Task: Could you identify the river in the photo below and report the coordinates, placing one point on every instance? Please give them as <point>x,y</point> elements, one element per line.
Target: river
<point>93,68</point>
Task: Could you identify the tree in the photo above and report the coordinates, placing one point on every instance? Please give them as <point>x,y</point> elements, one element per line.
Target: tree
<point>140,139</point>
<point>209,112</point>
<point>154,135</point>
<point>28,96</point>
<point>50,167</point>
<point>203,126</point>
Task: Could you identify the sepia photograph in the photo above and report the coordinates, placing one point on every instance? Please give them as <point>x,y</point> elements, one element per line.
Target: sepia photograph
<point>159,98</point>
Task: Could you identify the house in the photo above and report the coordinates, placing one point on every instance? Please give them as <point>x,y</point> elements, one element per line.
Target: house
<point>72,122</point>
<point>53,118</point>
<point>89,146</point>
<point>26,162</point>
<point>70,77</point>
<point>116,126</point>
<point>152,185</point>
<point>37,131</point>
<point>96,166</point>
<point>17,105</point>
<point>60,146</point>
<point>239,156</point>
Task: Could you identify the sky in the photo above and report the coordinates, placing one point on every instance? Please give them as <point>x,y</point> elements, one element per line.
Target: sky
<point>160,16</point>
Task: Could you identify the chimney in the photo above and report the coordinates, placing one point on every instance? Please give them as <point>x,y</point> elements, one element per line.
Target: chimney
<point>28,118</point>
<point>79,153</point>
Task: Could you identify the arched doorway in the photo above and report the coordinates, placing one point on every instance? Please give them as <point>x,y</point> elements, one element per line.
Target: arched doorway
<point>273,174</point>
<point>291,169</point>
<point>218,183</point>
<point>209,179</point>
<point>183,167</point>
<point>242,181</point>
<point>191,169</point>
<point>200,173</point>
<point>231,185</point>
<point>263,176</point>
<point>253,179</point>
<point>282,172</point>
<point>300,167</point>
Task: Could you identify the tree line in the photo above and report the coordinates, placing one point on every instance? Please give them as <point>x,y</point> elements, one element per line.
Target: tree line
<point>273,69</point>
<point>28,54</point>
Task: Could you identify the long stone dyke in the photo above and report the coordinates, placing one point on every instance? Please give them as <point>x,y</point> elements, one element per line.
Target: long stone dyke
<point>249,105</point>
+ + + + + + +
→ Your task:
Rewrite every line of the records above as a numbered list, dropping any blank lines.

→ Result:
1. Task: Could you identify the river in the photo below and report the coordinates, placing one point on every instance? Please give them as <point>x,y</point> elements, one element per line.
2. Target: river
3. <point>93,68</point>
4. Task: Could you identify the tree in the photo above and report the coordinates, placing one point on every instance? Please give them as <point>x,y</point> elements, one element per line.
5. Target: tree
6. <point>140,139</point>
7. <point>209,112</point>
8. <point>154,135</point>
9. <point>28,96</point>
10. <point>50,167</point>
11. <point>203,126</point>
12. Task: Could you identify the sepia photograph in the photo above and report the coordinates, placing one point on every instance? Please give them as <point>x,y</point> elements, one element per line.
13. Target: sepia photograph
14. <point>159,98</point>
15. Task: Could you identify the house in the photo above and report the coordinates, placing one point on every instance? Please give them as <point>x,y</point> elements, one element per line.
16. Target: house
17. <point>72,122</point>
18. <point>53,118</point>
19. <point>89,146</point>
20. <point>26,162</point>
21. <point>70,77</point>
22. <point>116,126</point>
23. <point>152,185</point>
24. <point>37,131</point>
25. <point>96,166</point>
26. <point>17,105</point>
27. <point>60,146</point>
28. <point>239,156</point>
29. Task: Could you identify the sky in the photo above and report the coordinates, placing one point on every instance? Please give them as <point>x,y</point> elements, one element per line.
30. Target: sky
31. <point>160,16</point>
32. Task: Could you identify the chimney in the photo above and report the coordinates, placing one point on every instance? Please give them as <point>x,y</point> elements, one element per line.
33. Target: chimney
34. <point>28,118</point>
35. <point>79,153</point>
36. Task: Could you identify the arched doorway in the photo above and report the coordinates, placing one point on every instance? Please give them as <point>x,y</point> elements, one element per line.
37. Target: arched doorway
38. <point>273,174</point>
39. <point>291,169</point>
40. <point>218,183</point>
41. <point>209,179</point>
42. <point>183,167</point>
43. <point>242,181</point>
44. <point>191,169</point>
45. <point>200,173</point>
46. <point>231,185</point>
47. <point>263,176</point>
48. <point>253,179</point>
49. <point>282,172</point>
50. <point>300,167</point>
51. Task: Could you identify the tree line in the photo above and report the coordinates, placing one point on every instance? Please give them as <point>x,y</point> elements, one element per line.
52. Target: tree line
53. <point>273,69</point>
54. <point>28,54</point>
55. Task: Could you identify the long stone dyke in the photo above and report the coordinates, placing one point on every instance? Please give them as <point>x,y</point> elements, one element per line.
56. Target: long stone dyke
57. <point>249,105</point>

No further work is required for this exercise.